--- START OF Task data ---

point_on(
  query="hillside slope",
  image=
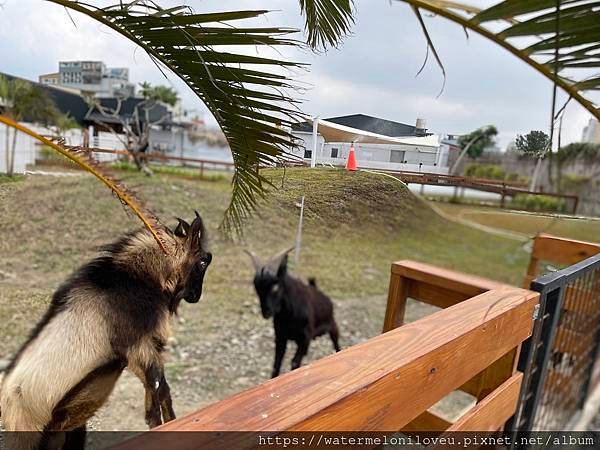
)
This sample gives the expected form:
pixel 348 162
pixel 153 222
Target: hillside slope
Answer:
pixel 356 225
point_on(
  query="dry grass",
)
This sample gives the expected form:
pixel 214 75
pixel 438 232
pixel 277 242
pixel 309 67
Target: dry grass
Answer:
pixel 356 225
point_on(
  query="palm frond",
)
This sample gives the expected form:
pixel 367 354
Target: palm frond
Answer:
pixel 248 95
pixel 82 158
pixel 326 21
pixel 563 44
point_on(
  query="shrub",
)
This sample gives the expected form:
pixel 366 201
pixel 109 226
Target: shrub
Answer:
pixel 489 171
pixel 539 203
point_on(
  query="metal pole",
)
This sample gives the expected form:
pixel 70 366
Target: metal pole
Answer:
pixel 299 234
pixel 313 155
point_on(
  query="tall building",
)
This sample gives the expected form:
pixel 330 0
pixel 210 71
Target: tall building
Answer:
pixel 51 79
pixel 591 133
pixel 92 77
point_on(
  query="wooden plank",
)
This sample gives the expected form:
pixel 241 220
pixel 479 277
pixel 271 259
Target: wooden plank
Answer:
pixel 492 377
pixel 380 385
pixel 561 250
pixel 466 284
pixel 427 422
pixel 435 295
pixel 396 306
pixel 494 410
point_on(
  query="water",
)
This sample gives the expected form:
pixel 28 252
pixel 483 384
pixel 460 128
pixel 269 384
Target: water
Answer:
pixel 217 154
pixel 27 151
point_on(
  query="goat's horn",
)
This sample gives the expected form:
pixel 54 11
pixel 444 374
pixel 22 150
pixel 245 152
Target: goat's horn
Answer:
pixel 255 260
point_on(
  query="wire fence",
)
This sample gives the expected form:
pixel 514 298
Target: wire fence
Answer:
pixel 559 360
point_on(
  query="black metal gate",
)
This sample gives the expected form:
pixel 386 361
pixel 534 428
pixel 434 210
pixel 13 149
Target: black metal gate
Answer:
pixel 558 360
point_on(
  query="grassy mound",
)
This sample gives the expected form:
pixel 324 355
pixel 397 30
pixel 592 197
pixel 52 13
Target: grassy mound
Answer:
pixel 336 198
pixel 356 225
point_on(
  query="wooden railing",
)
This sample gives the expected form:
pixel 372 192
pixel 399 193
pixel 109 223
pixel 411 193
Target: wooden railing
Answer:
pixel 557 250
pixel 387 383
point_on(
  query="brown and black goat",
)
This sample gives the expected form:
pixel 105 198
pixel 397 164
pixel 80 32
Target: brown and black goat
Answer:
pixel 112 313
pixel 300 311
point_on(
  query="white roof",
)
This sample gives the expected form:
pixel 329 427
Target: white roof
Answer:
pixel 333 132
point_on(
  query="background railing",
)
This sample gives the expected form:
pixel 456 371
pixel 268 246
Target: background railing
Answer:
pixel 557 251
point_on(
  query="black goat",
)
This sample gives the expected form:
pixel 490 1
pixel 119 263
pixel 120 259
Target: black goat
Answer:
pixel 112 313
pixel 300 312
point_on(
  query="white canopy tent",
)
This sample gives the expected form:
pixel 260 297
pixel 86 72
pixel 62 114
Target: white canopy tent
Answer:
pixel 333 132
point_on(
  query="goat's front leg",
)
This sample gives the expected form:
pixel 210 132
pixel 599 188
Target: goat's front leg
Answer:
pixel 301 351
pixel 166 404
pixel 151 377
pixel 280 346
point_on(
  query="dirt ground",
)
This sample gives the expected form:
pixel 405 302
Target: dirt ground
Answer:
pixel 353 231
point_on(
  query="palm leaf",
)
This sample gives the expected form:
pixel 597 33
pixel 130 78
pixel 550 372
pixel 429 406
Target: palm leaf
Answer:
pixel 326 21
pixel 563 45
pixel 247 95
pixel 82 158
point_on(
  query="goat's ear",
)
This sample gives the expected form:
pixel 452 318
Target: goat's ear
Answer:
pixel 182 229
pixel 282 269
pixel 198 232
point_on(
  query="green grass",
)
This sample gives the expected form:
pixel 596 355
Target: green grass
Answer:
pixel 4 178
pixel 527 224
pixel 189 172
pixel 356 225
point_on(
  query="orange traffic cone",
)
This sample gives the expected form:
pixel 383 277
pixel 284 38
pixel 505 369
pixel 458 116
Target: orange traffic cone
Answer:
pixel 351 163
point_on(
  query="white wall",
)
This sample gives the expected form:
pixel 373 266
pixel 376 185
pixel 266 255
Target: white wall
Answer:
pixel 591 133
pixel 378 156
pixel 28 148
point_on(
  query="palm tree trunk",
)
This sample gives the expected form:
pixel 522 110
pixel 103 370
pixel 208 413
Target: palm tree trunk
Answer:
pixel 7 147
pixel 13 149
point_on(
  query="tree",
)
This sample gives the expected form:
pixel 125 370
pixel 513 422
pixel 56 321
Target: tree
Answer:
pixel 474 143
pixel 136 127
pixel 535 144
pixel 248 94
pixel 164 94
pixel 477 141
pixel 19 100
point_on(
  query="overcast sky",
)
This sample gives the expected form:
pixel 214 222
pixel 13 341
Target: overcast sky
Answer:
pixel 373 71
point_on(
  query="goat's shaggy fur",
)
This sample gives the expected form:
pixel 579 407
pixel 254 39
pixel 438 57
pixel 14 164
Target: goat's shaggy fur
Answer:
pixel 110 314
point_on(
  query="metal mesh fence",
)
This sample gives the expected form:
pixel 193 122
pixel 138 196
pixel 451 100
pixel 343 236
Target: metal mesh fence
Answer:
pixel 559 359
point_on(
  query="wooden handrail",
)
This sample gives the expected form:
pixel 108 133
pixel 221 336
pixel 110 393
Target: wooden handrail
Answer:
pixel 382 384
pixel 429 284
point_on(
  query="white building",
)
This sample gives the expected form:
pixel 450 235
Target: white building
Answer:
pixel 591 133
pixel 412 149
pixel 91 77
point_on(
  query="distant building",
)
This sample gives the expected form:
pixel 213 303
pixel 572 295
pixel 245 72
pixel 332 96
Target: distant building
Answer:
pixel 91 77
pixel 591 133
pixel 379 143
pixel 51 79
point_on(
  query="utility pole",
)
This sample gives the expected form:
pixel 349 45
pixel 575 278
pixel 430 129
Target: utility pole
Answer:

--- END OF Task data ---

Work to complete ::
Your task is to set down the records shown above exactly, minus any pictures.

Exercise answer ::
point_on(
  query="hillside slope",
  image=
)
This sample gives the expected form:
pixel 348 162
pixel 153 222
Target: hillside slope
Answer:
pixel 356 225
point_on(
  query="dry grass",
)
This sample gives the expected form:
pixel 214 75
pixel 438 232
pixel 277 242
pixel 309 67
Target: dry grass
Answer:
pixel 356 225
point_on(
  query="palm frond",
)
This sample gives the expected form:
pixel 367 354
Target: palm frond
Answer:
pixel 248 95
pixel 82 158
pixel 326 21
pixel 563 44
point_on(
  query="shrub",
)
This sample gives the expected form:
pixel 366 201
pixel 109 226
Target: shrub
Answer:
pixel 489 171
pixel 539 203
point_on(
  query="metal pole",
)
This sample gives the expected form:
pixel 70 366
Target: metal pole
Answer:
pixel 299 234
pixel 313 155
point_on(
  query="tall building",
)
This sample gives the expected form:
pixel 330 0
pixel 210 71
Target: tall building
Answer:
pixel 51 79
pixel 591 133
pixel 92 77
point_on(
  query="wooden plank",
)
This sample gives the expected form:
pixel 241 220
pixel 479 277
pixel 271 259
Target: wooden plank
Answer:
pixel 492 377
pixel 380 385
pixel 561 250
pixel 466 284
pixel 427 422
pixel 435 295
pixel 396 306
pixel 494 410
point_on(
  query="water",
)
This sample gives the expected form:
pixel 28 252
pixel 483 384
pixel 460 128
pixel 269 384
Target: water
Answer:
pixel 217 154
pixel 27 151
point_on(
  query="goat's horn",
)
This sample gives the expected form:
pixel 54 11
pixel 444 374
pixel 22 150
pixel 245 152
Target: goat's horn
Answer:
pixel 255 260
point_on(
  query="wire fence",
)
This sample gives the expected form:
pixel 514 298
Target: wire fence
Answer:
pixel 559 360
point_on(
  query="black metal gate",
)
This sample gives the expected form:
pixel 386 361
pixel 534 428
pixel 434 210
pixel 13 149
Target: black metal gate
Answer:
pixel 558 360
point_on(
  query="grassy mound",
)
This sample gives the expected form:
pixel 324 355
pixel 397 30
pixel 592 197
pixel 52 13
Target: grassy mound
Answer:
pixel 336 198
pixel 356 225
point_on(
  query="wooden railing",
)
This sample gives the expected form:
pixel 372 192
pixel 399 193
pixel 109 223
pixel 411 193
Target: wooden railing
Answer:
pixel 557 250
pixel 387 383
point_on(
  query="brown and black goat",
)
This sample gives the expected form:
pixel 105 198
pixel 397 164
pixel 80 32
Target: brown and black goat
Answer:
pixel 112 313
pixel 300 311
point_on(
  query="white roof",
)
This sample gives the expected form:
pixel 329 427
Target: white roof
Answer:
pixel 333 132
point_on(
  query="background railing",
)
This sample gives the expected form:
pixel 456 371
pixel 268 246
Target: background railing
Answer:
pixel 557 251
point_on(
  query="black goat",
)
This sample gives the expected form:
pixel 490 1
pixel 119 263
pixel 120 259
Target: black goat
Answer:
pixel 112 313
pixel 300 312
point_on(
  query="white canopy tent",
)
This sample gives the expected form:
pixel 260 297
pixel 86 72
pixel 62 114
Target: white canopy tent
Answer:
pixel 333 132
point_on(
  query="goat's front leg",
)
This sample gives the expected form:
pixel 210 132
pixel 599 188
Target: goat's front leg
Answer:
pixel 301 351
pixel 166 404
pixel 151 377
pixel 280 346
point_on(
  query="dirt ground",
)
This sample gives the expected form:
pixel 405 302
Target: dirt ground
Answer:
pixel 353 231
point_on(
  query="palm leaf",
)
This sample gives the expected form:
pixel 597 33
pixel 130 78
pixel 550 372
pixel 429 406
Target: palm leaf
Answer:
pixel 326 21
pixel 563 45
pixel 247 95
pixel 82 158
point_on(
  query="goat's ear",
)
This sample gives the expected form:
pixel 452 318
Target: goat's ear
Answer:
pixel 182 229
pixel 282 269
pixel 198 232
point_on(
  query="green grass",
)
This sample gives the expected form:
pixel 596 355
Target: green grass
Answer:
pixel 4 178
pixel 527 224
pixel 189 172
pixel 356 225
point_on(
  query="orange traffic cone",
)
This sample gives the expected form:
pixel 383 277
pixel 284 38
pixel 505 369
pixel 458 116
Target: orange traffic cone
Answer:
pixel 351 163
point_on(
  query="white wall",
)
This sample gives the expected form:
pixel 373 266
pixel 376 185
pixel 266 255
Target: white wall
Answer:
pixel 591 133
pixel 378 156
pixel 28 148
point_on(
  query="palm tree trunk",
)
This sample gives the expected form:
pixel 522 110
pixel 103 370
pixel 208 413
Target: palm tree trunk
Answer:
pixel 7 147
pixel 13 149
point_on(
  query="tree",
)
This sample gives the expected form:
pixel 125 370
pixel 513 422
pixel 56 321
Target: tree
Answer:
pixel 474 143
pixel 136 127
pixel 535 144
pixel 248 94
pixel 164 94
pixel 477 141
pixel 19 100
point_on(
  query="overcast sky",
)
This sample gives the expected form:
pixel 214 222
pixel 13 341
Target: overcast sky
Answer:
pixel 373 71
point_on(
  query="goat's shaggy fur",
)
This sample gives the expected form:
pixel 579 407
pixel 254 39
pixel 438 57
pixel 14 164
Target: goat's shaggy fur
Answer:
pixel 110 314
point_on(
  query="metal mesh fence",
)
This sample gives the expected form:
pixel 193 122
pixel 138 196
pixel 451 100
pixel 343 236
Target: metal mesh fence
Answer:
pixel 559 359
point_on(
  query="wooden handrail",
)
This sample gives the expected form:
pixel 108 133
pixel 221 336
pixel 110 393
Target: wooden handrail
Answer:
pixel 382 384
pixel 429 284
point_on(
  query="white building",
)
This sample gives the expected form:
pixel 450 235
Target: white building
Answer:
pixel 591 133
pixel 412 149
pixel 91 77
point_on(
  query="distant building",
)
This sample gives the expected form:
pixel 213 303
pixel 572 295
pixel 245 72
pixel 332 96
Target: distant building
Answer:
pixel 91 77
pixel 591 133
pixel 379 143
pixel 51 79
point_on(
  query="utility pole",
)
This sample gives the expected form:
pixel 349 45
pixel 575 278
pixel 430 129
Target: utility pole
Answer:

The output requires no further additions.